[Quoted text]:
** Begin **
The integral finite difference method is used to discretize the control equation. The integral finite difference method was proposed by Narashman et al. [8] in 1976 and is a more effective method for solving the underground gas-water flow. It combines the advantages of the finite difference method and the finite element method. On the one hand, the difference method is used to discretize, and on the other hand, the irregular grid is used to deal with the boundary and grid problem, which overcomes the natural boundary fitting when solving with the finite difference. At the same time, because the integral finite difference method is derived from the physical concept of the fluid balance of the unit body, the basic equations are derived, which ensures the conservation of fluid flow in the unit domain. The discrete equation is:

$$ \frac{{V_{i} }}{\Delta t}\left[ {\left( {\phi \rho_{p} S_{p} } \right)_{i}^{n + 1} + \left( {m_{k} } \right)_{i}^{n + 1} - \left( {\phi \rho_{p} S_{p} } \right)_{i}^{n} - \left( {m_{k} } \right)_{i}^{n} } \right]{ = }\sum\limits_{{j \in \eta_{i} }} {F_{p,ij}^{n + 1} } + Q_{p,i}^{n + 1} $$
(7)

Where, the superscript n represents the last time step, n + 1 is the current time step; The subscript i represents the grid node i, and its value range is i = 1, 2, 3,…, N, N represents the total number of grid node; Δt is the time step size, s; Vi is the volume of node i, m3; ηi is the set of neighboring node j of node i; \(\left( {m_{k} } \right)_{i}^{n + 1}\),\(F_{p,ij}^{n + 1}\),\(Q_{p,i}^{n + 1}\) are the adsorption/desorption volume, fluid exchange volume, and production/injection volume of node i; \(\left( {m_{k} } \right)_{i}^{n + 1}\) and \(\left( {m_{k} } \right)_{i}^{n}\) is only applicable when p = g.

$$ F_{p,\,ij}^{{}} = \lambda_{{p,{\kern 1pt} ij + 1/2}} T_{i\,j} \left( {\Phi_{p\,j}^{{}} - \Phi_{p\,i}^{{}} } \right) $$
(8)

\(\lambda_{p,ij + 1/2}\) is the mobility of the phase p, defined as:

$$ \lambda_{{p,{\kern 1pt} i{\kern 1pt} j + 1/2}}^{{}} = \left( {\frac{{\rho_{p} K_{rp} }}{{\mu_{p} }}} \right)_{ij + 1/2} $$
(9)

where, the subscript ij + 1/2 represents the weighted average of the attribute parameters of units i and j.

The connection relationship between two adjacent grids is shown in Fig. 3, which is the conduction coefficient between two adjacent grids. The expression is:

$$ T_{ij} = \frac{{\alpha_{i} \alpha_{j} }}{{\alpha_{i} + \alpha_{j} }} $$
(10)
$$ \alpha_{i} = A_{i,j} \frac{{K_{i} }}{{L_{i} }}{\mathbf{n}}_{i} {\mathbf{f}}_{i} $$
(11)

Where, \(A_{ij}\) is the interface area of elements i and j, m2; Li and Lj are the distances from the center point of elements i and j to the interface between elements i and j, m; Kij+1/2 is the absolute permeability of the connection (harmonic average), m2.

Fig. 3.
figure 3

The relationship between two adjacent grids.

The Peaceman formula [9, 10] is used for the processing of the wellbore item, which is not repeated here.
** End **
[Problems and tasks]:
• a. Answer these questions about the text on the integral finite difference method:
(i) Who proposed the method, and in what year?
(ii) What does the subscript ij + 1/2 represent?
(iii) Which formula is used to handle the wellbore item?
• b. Could you carry on the text on the integral finite difference method from the point where it stops?
The listing that comes next has no connection to this text on the integral finite difference method.

[Data supplied]:
** Begin **
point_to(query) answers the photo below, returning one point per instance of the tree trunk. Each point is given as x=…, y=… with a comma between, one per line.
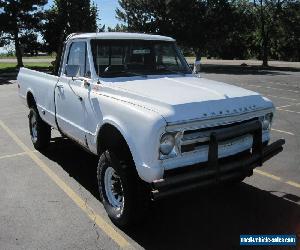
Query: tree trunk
x=59, y=53
x=264, y=37
x=265, y=52
x=18, y=50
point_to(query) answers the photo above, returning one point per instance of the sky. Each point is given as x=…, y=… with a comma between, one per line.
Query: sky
x=107, y=11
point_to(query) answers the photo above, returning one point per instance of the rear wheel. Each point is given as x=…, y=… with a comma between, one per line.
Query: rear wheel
x=40, y=131
x=121, y=191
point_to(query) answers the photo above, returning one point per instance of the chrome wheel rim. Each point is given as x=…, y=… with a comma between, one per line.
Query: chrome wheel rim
x=33, y=124
x=114, y=189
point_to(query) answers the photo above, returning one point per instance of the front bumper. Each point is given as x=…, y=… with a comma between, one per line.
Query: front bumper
x=215, y=170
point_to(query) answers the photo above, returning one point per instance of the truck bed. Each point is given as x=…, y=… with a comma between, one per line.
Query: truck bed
x=41, y=86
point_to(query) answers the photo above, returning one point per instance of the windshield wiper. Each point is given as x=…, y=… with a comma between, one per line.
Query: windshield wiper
x=122, y=72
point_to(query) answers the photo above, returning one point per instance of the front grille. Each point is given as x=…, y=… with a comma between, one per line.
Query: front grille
x=197, y=138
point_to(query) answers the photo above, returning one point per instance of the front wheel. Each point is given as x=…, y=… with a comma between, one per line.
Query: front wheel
x=120, y=191
x=40, y=132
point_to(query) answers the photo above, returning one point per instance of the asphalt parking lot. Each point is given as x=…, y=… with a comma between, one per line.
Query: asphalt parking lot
x=49, y=200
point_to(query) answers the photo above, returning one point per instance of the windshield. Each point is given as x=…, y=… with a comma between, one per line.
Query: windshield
x=137, y=57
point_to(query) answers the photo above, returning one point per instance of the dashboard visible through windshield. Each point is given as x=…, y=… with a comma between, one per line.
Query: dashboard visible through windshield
x=113, y=58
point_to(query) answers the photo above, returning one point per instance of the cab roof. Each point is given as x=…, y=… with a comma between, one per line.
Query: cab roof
x=119, y=35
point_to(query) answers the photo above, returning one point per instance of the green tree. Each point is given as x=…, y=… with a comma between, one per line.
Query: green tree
x=66, y=17
x=289, y=40
x=19, y=17
x=214, y=27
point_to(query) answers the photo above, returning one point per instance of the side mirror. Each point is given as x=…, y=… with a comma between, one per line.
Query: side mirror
x=197, y=67
x=72, y=70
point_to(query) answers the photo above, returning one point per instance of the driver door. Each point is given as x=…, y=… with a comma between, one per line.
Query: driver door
x=69, y=95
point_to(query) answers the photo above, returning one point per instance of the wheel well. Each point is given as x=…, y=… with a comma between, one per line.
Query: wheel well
x=110, y=137
x=30, y=100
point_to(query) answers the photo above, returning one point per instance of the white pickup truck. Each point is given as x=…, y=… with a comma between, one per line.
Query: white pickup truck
x=157, y=128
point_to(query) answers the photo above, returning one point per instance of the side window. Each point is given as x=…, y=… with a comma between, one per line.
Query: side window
x=77, y=56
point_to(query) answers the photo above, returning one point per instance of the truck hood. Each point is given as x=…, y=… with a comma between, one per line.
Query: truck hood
x=183, y=98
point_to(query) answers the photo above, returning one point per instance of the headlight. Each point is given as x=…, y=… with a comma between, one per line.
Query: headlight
x=267, y=121
x=167, y=143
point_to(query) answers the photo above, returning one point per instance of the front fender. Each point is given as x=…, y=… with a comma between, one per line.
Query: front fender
x=141, y=131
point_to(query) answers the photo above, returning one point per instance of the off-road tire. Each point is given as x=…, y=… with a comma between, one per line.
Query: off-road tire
x=136, y=197
x=41, y=138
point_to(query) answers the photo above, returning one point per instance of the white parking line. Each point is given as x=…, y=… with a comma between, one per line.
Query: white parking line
x=282, y=131
x=282, y=97
x=291, y=111
x=284, y=106
x=12, y=155
x=283, y=84
x=267, y=87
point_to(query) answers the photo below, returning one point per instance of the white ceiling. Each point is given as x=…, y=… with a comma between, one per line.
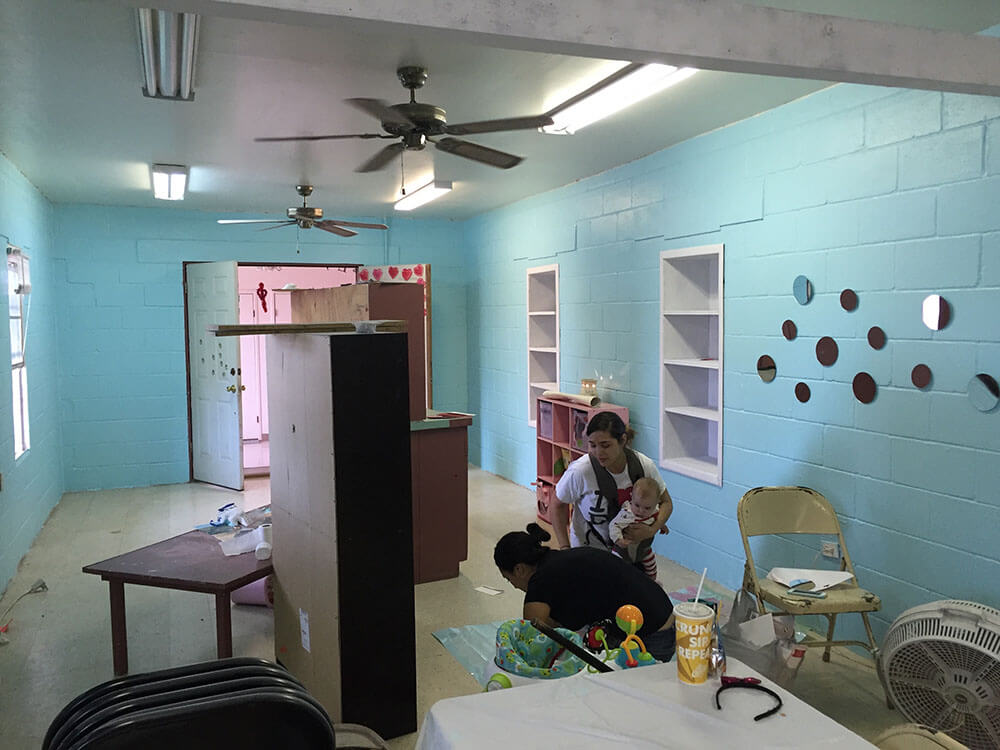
** End **
[Answers to the exercises]:
• a.
(i) Narashman et al., in 1976.
(ii) The weighted average of the attribute parameters of units i and j.
(iii) The Peaceman formula.

• b.
4 Mathematical Model of Adsorption/Desorption Mechanism

The main difference between shale gas and conventional natural gas reservoirs is that most shale gas is stored in the surface of shale matrix pores in an adsorbed state. Adsorption refers to a very thin molecular layer adhering to the surface of a solid or liquid. The molecular layer is in contact with the surface of a solid or liquid. The surface of the shale reservoir matrix has a strong physical adsorption effect on the gas. During drilling, completion and production, the pore pressure drops, breaking the original adsorption balance, and the gas adsorbed on the matrix surface desorbs. The adsorption of gas on the surface of the shale reservoir matrix particles is mainly affected by temperature, pressure, adsorbate (gas type and property), and adsorbent (reservoir type, specific surface area, solid adsorption capacity).

Brunauer [11] gives five kinds of isothermal adsorption curves. Energy Information Administration report of the US Department of Energy (EIA) [12] gives the adsorption curve of Marcellus shale gas. Comparing the isotherm adsorption curves in the two literatures, it is very similar. This curve is the classic Langmuir isotherm adsorption curve. The Langmuir isotherm adsorption curve is a curve widely accepted in academy and industry to describe the adsorption characteristics of shale gas [13]. According to the EIA report, when the gas reservoir pressure is below 2,000 psi (13.79 MPa), the desorbed gas is the main component of total natural gas production (50−80%); above 2,000 psi (13.79 MPa), the amount of desorbed gas is also very large, accounting for 30−50% of the total output of natural gas [14]. The curve of the adsorbed gas [12] once again confirmed that the relationship between the gas adsorbed in the shale reservoir and the gas reservoir pressure conforms to Langmuir's law of isotherm adsorption [15].

Langmuir's law of isotherm adsorption can be described according to the following formula [16]:

$$ V_{E} = V_{L} \frac{P}{{P + P_{L} }} $$
(12)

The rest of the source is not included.